Data lines —

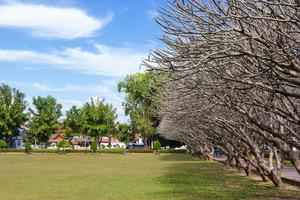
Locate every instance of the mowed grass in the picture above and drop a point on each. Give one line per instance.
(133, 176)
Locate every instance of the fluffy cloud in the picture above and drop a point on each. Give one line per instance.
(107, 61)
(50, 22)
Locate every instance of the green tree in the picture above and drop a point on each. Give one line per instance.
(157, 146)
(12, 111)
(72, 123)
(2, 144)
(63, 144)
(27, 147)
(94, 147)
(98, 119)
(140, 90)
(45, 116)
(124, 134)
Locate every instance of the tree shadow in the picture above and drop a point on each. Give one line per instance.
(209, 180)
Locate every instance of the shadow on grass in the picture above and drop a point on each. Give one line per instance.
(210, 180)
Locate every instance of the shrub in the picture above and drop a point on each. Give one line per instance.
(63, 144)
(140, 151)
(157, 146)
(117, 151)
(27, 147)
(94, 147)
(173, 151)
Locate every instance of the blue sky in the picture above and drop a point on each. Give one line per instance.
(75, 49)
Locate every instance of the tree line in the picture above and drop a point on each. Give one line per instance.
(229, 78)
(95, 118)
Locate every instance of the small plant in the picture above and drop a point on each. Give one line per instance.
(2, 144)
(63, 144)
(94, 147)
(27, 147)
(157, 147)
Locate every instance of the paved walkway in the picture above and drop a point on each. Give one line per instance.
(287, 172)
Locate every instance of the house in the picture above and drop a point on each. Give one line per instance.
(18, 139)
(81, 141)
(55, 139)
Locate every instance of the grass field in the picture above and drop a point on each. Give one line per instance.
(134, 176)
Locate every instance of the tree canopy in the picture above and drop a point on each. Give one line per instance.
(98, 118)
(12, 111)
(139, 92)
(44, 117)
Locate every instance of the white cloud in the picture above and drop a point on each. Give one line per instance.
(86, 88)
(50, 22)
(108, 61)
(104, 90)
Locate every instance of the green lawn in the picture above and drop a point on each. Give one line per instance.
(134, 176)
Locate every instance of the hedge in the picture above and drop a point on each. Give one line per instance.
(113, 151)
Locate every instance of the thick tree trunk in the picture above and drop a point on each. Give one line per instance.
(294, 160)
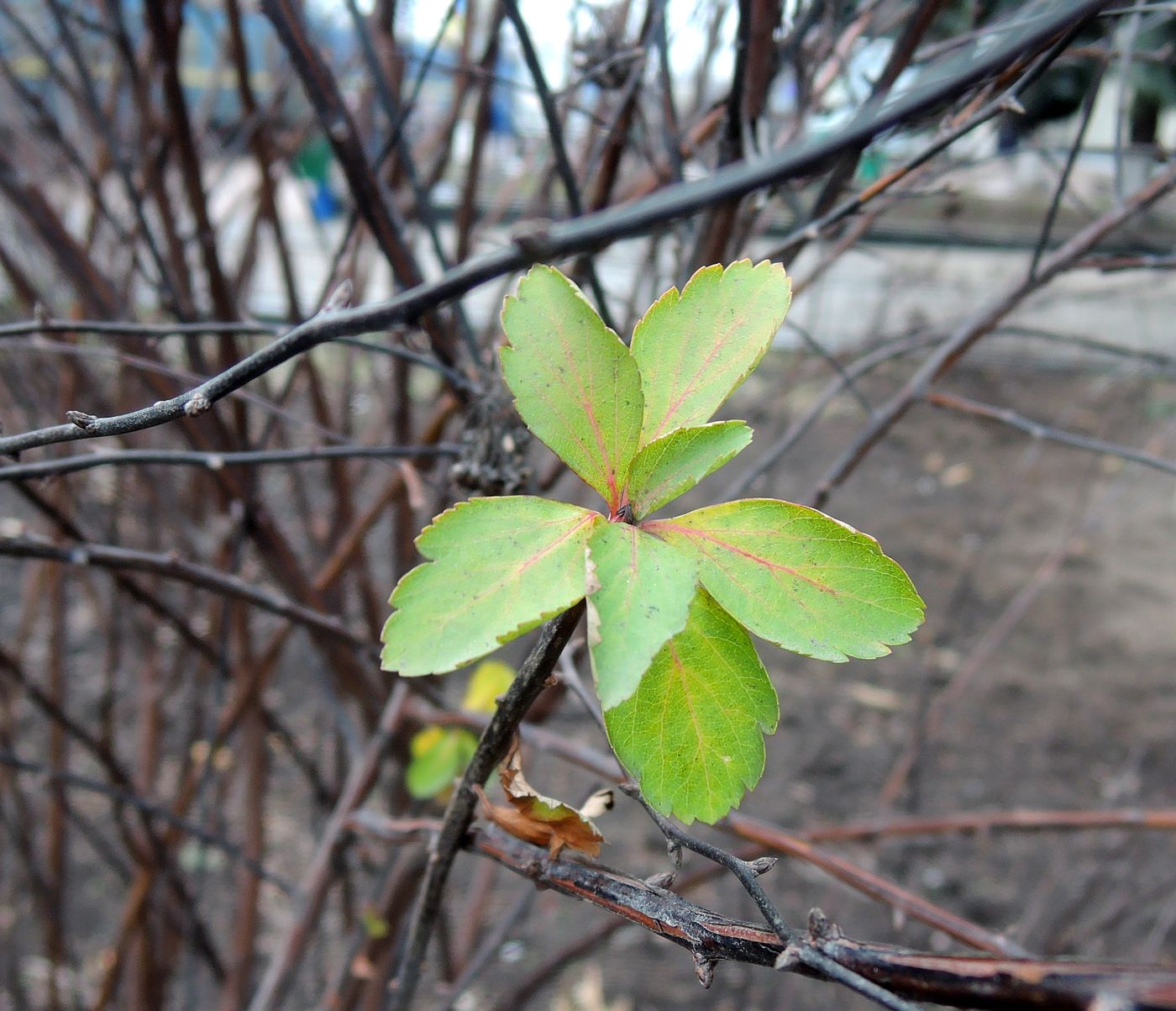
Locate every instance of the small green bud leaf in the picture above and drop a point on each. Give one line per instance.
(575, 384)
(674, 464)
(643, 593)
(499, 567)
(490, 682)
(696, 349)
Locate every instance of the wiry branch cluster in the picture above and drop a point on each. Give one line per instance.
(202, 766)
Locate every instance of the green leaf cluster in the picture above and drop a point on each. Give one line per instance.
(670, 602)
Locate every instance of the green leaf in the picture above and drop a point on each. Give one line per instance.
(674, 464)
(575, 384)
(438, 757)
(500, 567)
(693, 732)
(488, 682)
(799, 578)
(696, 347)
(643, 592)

Task details —
Reproduce all of the records above with "drop a point on each" swapped for "place a marker on each" and nothing else changed, leaving out the pictures.

Right answer —
Locate every instance of the mowed grass in the picture above and place a marker on each. Give one line per instance.
(133, 176)
Locate every instance of the fluffy cloud in the picture above and place a marker on each. Give one line per instance.
(107, 61)
(50, 22)
Locate every instance of the green tree in the picture above and place a marker on each. Give one line per instance.
(157, 146)
(12, 111)
(72, 123)
(2, 144)
(63, 144)
(27, 147)
(94, 147)
(98, 119)
(140, 90)
(45, 116)
(124, 134)
Locate every instance of the tree shadow in the picture above and place a marker on each. Give one line per instance.
(209, 180)
Locate every instance of the shadow on grass in the picture above and place a marker on each. Give one line per instance.
(210, 180)
Locate every instance of the shrub in the picture above and place a marker on each. Give one line per instance.
(63, 144)
(140, 151)
(157, 146)
(117, 151)
(27, 147)
(94, 147)
(173, 151)
Locate every instance of the blue sky in the picture above and place a marker on each. Give one line per instance.
(75, 49)
Locate every instance of the tree line in the picture above and place a marker on each. Give one line per instance.
(229, 78)
(95, 118)
Locate every instance of the small plant in the picture above and place a marker on each. Give one line per instance.
(2, 144)
(63, 144)
(94, 147)
(27, 147)
(157, 147)
Locate every instance of the paved walkway in the picture above and place a marker on each. Give one line per instance.
(287, 172)
Locate every instance of the house in the picture above and place a marker on each. Give one line per instance.
(18, 139)
(81, 141)
(55, 139)
Locate every instance of the grass field in the picture above and place a marker on each. Give one line per instance.
(134, 176)
Locate every instance of the tree canopy in the picture above and place a marker on each. Give one line per instance.
(98, 118)
(12, 111)
(139, 92)
(44, 117)
Locate every instance of the white cloud in the picture above and place a marker on each. Give one line per instance.
(86, 88)
(50, 22)
(108, 61)
(104, 90)
Locate every instance of the green lawn in the picture above and place a marker on each. Give one line per instance.
(134, 176)
Locate every instance of the hedge in the picture above and place a marker on each. Give one line per instance.
(113, 151)
Locate every instance of the thick tree trunk in the picture above and place a marker on each. Give one line per instance.
(294, 160)
Locate every instance of the small green bud leaf in the picture above and place a marker on each. Give one line per instance.
(575, 384)
(674, 464)
(643, 593)
(499, 567)
(490, 682)
(696, 349)
Locate every instance of the wiry branch cluster in the picture above and place a marker on each. Give one line per instance.
(202, 766)
Locate every instance of the green leaf cluster in the picture above and place a marker on each. Give one line per instance.
(670, 602)
Locate every instance of the green leaf in the picture above and place a marker on each. Give one line per instance.
(674, 464)
(575, 384)
(438, 757)
(500, 567)
(693, 732)
(488, 682)
(799, 578)
(696, 347)
(643, 592)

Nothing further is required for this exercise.